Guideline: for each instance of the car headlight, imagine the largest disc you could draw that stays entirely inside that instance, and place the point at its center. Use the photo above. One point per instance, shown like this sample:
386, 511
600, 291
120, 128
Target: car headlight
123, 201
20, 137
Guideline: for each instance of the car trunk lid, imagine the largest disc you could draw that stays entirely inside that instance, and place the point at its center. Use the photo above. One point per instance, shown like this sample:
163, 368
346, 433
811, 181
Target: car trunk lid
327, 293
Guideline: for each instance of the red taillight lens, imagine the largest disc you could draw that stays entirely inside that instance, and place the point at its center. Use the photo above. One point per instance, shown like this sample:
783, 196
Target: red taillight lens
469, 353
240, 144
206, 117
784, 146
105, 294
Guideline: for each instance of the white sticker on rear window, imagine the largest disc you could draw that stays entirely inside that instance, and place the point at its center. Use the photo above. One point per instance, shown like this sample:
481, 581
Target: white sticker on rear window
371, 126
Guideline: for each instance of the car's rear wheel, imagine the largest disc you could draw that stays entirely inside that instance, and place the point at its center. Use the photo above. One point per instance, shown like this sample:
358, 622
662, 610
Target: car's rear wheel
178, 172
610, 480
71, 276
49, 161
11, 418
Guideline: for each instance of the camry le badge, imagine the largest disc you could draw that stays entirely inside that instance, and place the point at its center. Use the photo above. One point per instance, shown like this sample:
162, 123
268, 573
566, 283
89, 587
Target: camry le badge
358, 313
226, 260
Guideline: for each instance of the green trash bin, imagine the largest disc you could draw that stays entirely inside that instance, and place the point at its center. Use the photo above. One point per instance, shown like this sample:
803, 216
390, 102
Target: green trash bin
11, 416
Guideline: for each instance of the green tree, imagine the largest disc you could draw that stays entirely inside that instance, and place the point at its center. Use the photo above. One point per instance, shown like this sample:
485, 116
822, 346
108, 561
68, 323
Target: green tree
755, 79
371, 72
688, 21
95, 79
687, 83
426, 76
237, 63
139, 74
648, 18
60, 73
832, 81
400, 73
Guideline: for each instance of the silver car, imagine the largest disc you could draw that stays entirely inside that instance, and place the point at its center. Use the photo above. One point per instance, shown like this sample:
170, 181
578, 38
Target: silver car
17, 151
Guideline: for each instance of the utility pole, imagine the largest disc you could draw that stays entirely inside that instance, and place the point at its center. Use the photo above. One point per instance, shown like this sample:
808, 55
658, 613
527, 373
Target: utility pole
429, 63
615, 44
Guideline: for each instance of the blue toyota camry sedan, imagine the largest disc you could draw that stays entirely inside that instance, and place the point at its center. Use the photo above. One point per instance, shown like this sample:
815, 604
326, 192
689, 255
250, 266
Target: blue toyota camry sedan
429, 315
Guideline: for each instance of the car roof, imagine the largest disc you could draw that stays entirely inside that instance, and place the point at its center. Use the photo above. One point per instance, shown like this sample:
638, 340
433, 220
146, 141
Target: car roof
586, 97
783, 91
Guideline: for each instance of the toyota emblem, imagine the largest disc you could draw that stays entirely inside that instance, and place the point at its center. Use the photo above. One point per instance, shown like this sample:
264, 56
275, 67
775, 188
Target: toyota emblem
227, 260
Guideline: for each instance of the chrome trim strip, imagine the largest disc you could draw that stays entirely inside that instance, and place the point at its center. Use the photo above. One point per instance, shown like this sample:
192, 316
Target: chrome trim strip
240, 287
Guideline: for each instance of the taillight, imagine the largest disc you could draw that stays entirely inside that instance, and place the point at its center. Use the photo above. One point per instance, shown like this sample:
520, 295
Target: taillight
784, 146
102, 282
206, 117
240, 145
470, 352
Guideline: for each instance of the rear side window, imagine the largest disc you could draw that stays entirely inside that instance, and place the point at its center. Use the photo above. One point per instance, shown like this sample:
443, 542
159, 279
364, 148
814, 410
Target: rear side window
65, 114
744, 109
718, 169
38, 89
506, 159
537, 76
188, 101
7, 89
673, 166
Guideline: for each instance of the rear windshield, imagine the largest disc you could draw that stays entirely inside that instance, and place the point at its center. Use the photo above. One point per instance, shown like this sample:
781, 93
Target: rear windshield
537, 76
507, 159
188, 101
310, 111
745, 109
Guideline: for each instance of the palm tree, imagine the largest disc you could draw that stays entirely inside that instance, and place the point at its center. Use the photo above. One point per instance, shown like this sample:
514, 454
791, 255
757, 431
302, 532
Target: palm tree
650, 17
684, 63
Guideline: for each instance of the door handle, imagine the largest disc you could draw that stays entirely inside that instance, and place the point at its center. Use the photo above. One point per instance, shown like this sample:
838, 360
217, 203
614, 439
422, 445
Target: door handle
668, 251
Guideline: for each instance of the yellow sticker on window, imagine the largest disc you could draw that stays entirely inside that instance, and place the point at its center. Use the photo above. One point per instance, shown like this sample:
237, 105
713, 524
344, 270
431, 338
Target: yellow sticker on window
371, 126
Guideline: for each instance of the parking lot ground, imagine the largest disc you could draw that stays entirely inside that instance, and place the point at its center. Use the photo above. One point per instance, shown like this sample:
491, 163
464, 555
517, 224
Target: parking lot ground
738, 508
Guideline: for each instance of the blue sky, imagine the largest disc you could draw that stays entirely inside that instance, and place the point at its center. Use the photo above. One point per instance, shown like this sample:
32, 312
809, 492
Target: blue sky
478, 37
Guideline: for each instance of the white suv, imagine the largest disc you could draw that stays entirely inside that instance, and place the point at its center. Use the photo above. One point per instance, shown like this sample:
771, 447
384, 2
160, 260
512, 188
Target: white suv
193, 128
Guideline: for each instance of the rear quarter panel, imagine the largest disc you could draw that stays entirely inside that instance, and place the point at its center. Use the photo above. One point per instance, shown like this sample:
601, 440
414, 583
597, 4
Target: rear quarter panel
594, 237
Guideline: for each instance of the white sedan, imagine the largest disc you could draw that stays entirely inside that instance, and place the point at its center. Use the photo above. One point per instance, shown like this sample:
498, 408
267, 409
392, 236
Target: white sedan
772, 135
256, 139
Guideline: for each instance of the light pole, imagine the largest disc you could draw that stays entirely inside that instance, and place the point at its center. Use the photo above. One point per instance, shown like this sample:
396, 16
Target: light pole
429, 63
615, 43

▶ Instructions to follow: From the first line to the last, return the data exactly.

▶ Answer box:
Guideline: for each instance of the car headlight, imagine the largest disc you could draw that stays entirely inside that instance, and place the point at its center. Use the photo above. One point per instance, shown like this sample:
386, 511
600, 291
120, 128
Target: car headlight
123, 201
20, 137
Guideline: for each instance of the car trunk lid, imagine the largest disc you could draw that stays entirely inside that instance, and place the point at its center. Use the photo above. One point per instance, shown like this sample:
163, 368
346, 433
811, 181
Target: car trunk lid
327, 293
Guideline: for each instance of the red taillight lens, imagine the largest disc you could draw that stays entirely inside that instance, and place the point at its center. Use the photo above. One point per instance, shown like this sample:
783, 196
Target: red taillight lens
469, 353
240, 144
206, 117
784, 146
105, 294
Guideline: for each instance of the white sticker on rear window, imagine the largest disc you could draw that stays entirely inside that instance, and place the point at its center. Use the photo above. One point per instance, shown like this sample:
481, 581
Target: white sticker on rear window
371, 126
Guideline: for each instance of the car's rear wheel, imagine the largest disc you could draw that stays entirely inside that instance, and place the point at its center. Use the photo above. One point per instance, shown like this sample:
358, 622
662, 610
Target: car's rear wheel
178, 172
610, 480
71, 276
49, 161
11, 418
Guideline: for each instance of the camry le badge, imagine the largest disc you could draw that stays entirely inside that instance, and place the point at its center. Use the photo above. One point per instance, shown like this sample:
162, 123
268, 573
566, 283
89, 587
Target: camry le badge
358, 313
226, 260
Guideline: for each instance of the green trash bin, imagine the largest disc you could draw that stays entirely inside that instance, and place the point at its center. Use the photo above. One point per instance, shown like this sample:
803, 216
390, 102
Target: green trash bin
11, 416
Guideline: for each instance of the green tree, imagine the largest disc you could draw that stays entirely inside that instance, and place the point at its center. Use the photo above. One point per instance, shown like this sample:
485, 116
822, 346
108, 561
68, 323
Target: green tree
755, 79
371, 72
688, 21
95, 79
687, 83
426, 76
237, 63
139, 74
648, 18
60, 73
832, 81
400, 73
Guideline: for each instance of the silver car, imagine the largest disc you could draw that stays entirely inside that instance, and place the point at its center. Use the photo above. One point per instance, shown like this sample:
170, 181
578, 38
Target: silver car
17, 151
Guideline: for each instance of the utility pole, imagine the largest disc you could draw that stays entirely inside that instance, and place the point at its center. Use the photo above. One point per instance, shown like this sample:
808, 55
658, 613
527, 373
Target: utility pole
429, 63
615, 44
Guideline: for each instance of the blue toyota camry sedan, imagine the largest disc you could draw that stays entirely inside that instance, and place the point at its center. Use the photo above. One point per instance, shown like this sample:
815, 604
326, 192
689, 255
250, 266
Target: blue toyota camry sedan
429, 315
Guideline: for each instance of the car roof, imagine the largest disc you could draw that stays entirely inside that instance, and place the point at its center. Use the photo above. One point per instance, shown like this sample:
638, 340
433, 220
146, 141
Target: car roof
586, 97
783, 91
Guideline: for each instance of the toyota emblem, imagine the largest disc you could draw that stays entirely inside that instance, and place the point at its center. Use the photo above. One point per instance, shown like this sample:
264, 56
275, 67
775, 188
Target: toyota emblem
227, 260
Guideline: for each instance of the chrome trim strip, imagine the largest disc you could draw that stays entirely inside that instance, and place the point at its center. Use the photo above. One point per instance, shown like this sample:
192, 316
Target: chrome trim strip
240, 287
Guideline: for each instance of the taillight, imagine the largest disc you could draw that stays entirely inside that instance, and place the point at its center. Use the photo above. One point per instance, shown like this sample:
520, 295
Target: taillight
784, 146
102, 282
206, 117
240, 145
470, 352
Guideline: for each instance of the rear side window, imagine the largest disc you could draw that stays entirely inside that instance, and place the point at its center. Use the photo above. One point per instance, shown like this sample:
443, 542
159, 279
364, 148
814, 410
Target: rear side window
65, 114
744, 109
718, 169
38, 89
506, 159
537, 76
188, 101
7, 89
673, 166
Guideline: for each instance of the rear windshield, imagine the largest disc you could draw that stays entirely inside that instance, and place the point at its center. Use the photo above. One point per instance, shown like this sample:
781, 93
Target: rear windshield
537, 76
507, 159
188, 101
310, 111
745, 109
Guideline: for each instance of the palm tree, imagine the largest disc you could draw that stays entirely inside that instance, and place the point at its center. Use the photo above. One point per instance, shown like this sample:
514, 454
791, 255
757, 431
302, 532
Target: palm tree
650, 17
684, 63
Guideline: for each instance of the door handle, imagine the largest disc you could draw that stays entirely inside that instance, and place the point at its center. Use the photo above. One point per instance, shown like this sample:
838, 360
217, 203
614, 439
422, 445
Target: door handle
668, 251
Guideline: for each instance of the yellow sticker on window, imagine the largest disc you could draw that stays entirely inside that instance, and place the point at its center. Use the photo above. One point per instance, shown like this sample:
237, 105
713, 524
344, 270
431, 338
Target: yellow sticker on window
371, 126
Guideline: for each instance of the parking lot ground, imagine the largest disc you could draw that stays entirely inside that instance, and place the point at its center. Use the photo above. One point per instance, shown like this sample:
491, 163
464, 555
517, 224
Target: parking lot ground
738, 508
Guideline: for each instance of the blue sky, imagine the largest disc you could draw that stays entirely inside that instance, and place the point at its center. Use the photo above. One point per instance, shown like this sample:
32, 312
809, 492
Target: blue sky
478, 37
Guideline: for each instance of the white suv, imagine the largest disc you could draw that stays entirely inside that instance, and place the point at its center. Use the photo above. One point per instance, shown like this sample:
771, 447
384, 2
160, 260
512, 188
Target: white suv
193, 128
Guideline: for each instance of the rear quarter panel, imagine the largest disc you could draw that stays entirely inside that instance, and place the point at its center. Use the photo above. One point per instance, shown like this sample:
601, 440
414, 583
597, 4
Target: rear quarter panel
594, 237
Guideline: for each instance of the white sedan, imagine the largest disc you could draw that stays entirely inside that instance, and place the point at its center. Use the photo above. One point per instance, shown like this sample:
498, 408
267, 409
392, 236
Target: white sedan
772, 135
256, 139
Guideline: for each instance of the light pole, imagine the largest disc you could draw that stays entirely inside that instance, and place the point at its center. Use the photo above. One point per instance, shown like this sample:
396, 16
Target: light pole
429, 63
615, 43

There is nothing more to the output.